DATA LINES -
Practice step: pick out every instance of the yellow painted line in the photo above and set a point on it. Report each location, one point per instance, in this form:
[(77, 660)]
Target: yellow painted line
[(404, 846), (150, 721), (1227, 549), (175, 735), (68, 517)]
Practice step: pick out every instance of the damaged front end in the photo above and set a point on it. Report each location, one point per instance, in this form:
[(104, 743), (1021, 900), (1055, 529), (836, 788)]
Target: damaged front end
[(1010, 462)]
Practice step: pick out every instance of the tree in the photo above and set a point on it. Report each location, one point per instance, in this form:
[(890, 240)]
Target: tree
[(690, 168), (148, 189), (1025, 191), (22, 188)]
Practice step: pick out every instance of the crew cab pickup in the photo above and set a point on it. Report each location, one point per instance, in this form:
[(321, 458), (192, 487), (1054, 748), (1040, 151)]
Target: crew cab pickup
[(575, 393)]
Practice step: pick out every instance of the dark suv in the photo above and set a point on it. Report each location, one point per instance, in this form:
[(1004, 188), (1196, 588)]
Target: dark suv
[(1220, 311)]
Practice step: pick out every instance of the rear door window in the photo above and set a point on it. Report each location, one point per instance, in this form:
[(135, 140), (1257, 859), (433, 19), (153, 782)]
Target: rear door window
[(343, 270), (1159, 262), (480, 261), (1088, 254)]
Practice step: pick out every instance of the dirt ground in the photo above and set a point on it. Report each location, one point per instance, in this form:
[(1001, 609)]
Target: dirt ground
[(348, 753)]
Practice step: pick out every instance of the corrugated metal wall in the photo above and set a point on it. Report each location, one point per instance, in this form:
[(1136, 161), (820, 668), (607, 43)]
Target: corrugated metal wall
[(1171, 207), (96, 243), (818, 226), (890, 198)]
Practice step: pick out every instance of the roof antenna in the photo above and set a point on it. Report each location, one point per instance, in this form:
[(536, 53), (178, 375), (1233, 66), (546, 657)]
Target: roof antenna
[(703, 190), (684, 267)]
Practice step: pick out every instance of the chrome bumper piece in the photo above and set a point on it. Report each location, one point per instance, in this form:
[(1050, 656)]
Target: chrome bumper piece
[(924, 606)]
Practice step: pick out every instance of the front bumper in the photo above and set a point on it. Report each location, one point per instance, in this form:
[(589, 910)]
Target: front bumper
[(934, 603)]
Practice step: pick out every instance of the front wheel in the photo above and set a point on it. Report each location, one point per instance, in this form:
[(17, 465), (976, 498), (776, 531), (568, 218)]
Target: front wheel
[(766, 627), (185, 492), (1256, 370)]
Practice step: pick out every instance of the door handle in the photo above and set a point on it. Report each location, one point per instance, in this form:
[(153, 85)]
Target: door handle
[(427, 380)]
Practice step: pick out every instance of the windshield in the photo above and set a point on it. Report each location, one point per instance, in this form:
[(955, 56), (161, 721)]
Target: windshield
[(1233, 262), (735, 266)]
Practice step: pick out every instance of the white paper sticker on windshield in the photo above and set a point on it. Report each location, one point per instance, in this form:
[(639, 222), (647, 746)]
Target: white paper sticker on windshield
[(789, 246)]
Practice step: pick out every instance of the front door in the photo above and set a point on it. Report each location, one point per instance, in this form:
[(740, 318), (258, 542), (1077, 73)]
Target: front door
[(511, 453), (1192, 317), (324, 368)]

TASK GOAL -
Reproduce every one of the entries above word for word, keeping each line as it appears.

OUTPUT FOR THIS EXERCISE -
Practice step: pick out every instance of the yellow painted line in the photo above and set a point on it. Report each location, one point per instance, in this form:
[(77, 660)]
Target: yellow painted line
[(404, 846), (150, 721), (1227, 549), (175, 735), (68, 517)]
Practice step: pick out every instance of the damaged front end in the photo above and set a point on it. Report each location, one point per instance, in this form:
[(104, 743), (1021, 900), (1055, 529), (836, 788)]
Target: damaged front end
[(1010, 462)]
Practice step: pick out every instance of the tree in the photo above and set a point on it. Report each location, one point per instance, in this form:
[(890, 240)]
Target: tree
[(690, 168), (148, 189), (1025, 191), (22, 188)]
Practice step: pick out every instance of the crew cab pickup in the photo above and set a point on it. Report each location, one point per instance, in this form:
[(321, 458), (192, 487), (1054, 748), (1040, 151)]
Target: crew cab pickup
[(575, 393)]
Practice step: pick out every instance of the dark suv in the photo above and set a point on it. Report each location, one point per instance, in this form:
[(1004, 188), (1196, 588)]
Target: dark suv
[(1220, 311)]
Practice step: pick out every instance of the rear door window in the photo above and set a point on it. Report each location, one point per instance, in this form:
[(135, 140), (1257, 859), (433, 19), (153, 782)]
Target: rear door window
[(343, 270), (1159, 262), (480, 261), (1088, 254)]
Practice step: pick out every instance of the dirt ground in the photo above and set a point on it. Report each location, one point per instance, in this form:
[(1001, 609)]
Target: dirt ground
[(348, 753)]
Practice step: pick out every instance of the corrugated metal wall in the photo above and set a point on it. Report each location, one point per instance, in this form:
[(1136, 161), (820, 668), (607, 43)]
Target: corrugated metal wall
[(1171, 207), (96, 243), (818, 226), (890, 198)]
Practice step: pick out every instance of the roof antenna in the photo above and set a point on it. Report each location, one point per instance, in this form:
[(536, 53), (178, 375), (1233, 66), (546, 657)]
Target: roof antenna
[(703, 190), (684, 267)]
Practice step: pick out every instance of the chrome bumper piece in the photo above and set a point on it. Report each location, one point per instance, in this form:
[(1050, 656)]
Target: chrome bumper piece
[(924, 606)]
Practice step: pick out every instance of the front bumper in the photo above and set a point on it. Report each location, one point per instance, in this form:
[(589, 910)]
Target: front bumper
[(934, 603)]
Practice step: pick out every instance of the front wheel in the photo above and set a point on it. Report each location, one point per instance, in this form:
[(17, 465), (976, 498), (776, 531), (568, 218)]
Target: front wheel
[(766, 627), (185, 492), (1256, 370)]
Practice step: pick out every instance of the door handle in the photo above and set a point on it. Report each location, one point per instance, in this form:
[(153, 85)]
Target: door handle
[(427, 380)]
Practice step: pick out every instance of the windshield in the photo above and set a point on it. Report each location, one point per instance, in this form:
[(955, 56), (161, 721)]
Target: windshield
[(1233, 262), (735, 266)]
Practice step: pick out every instance of the white paper sticker on windshield in the photo above and set a point on it. Report each location, one point per instance, in this form:
[(639, 222), (647, 746)]
Target: white paper sticker on windshield
[(789, 246)]
Practice step: pick out every instance of the front door in the photo above and set a point on it. Report each location, one point per instance, in this form:
[(740, 318), (258, 542), (1077, 73)]
Target: front door
[(511, 453), (1192, 317), (324, 368)]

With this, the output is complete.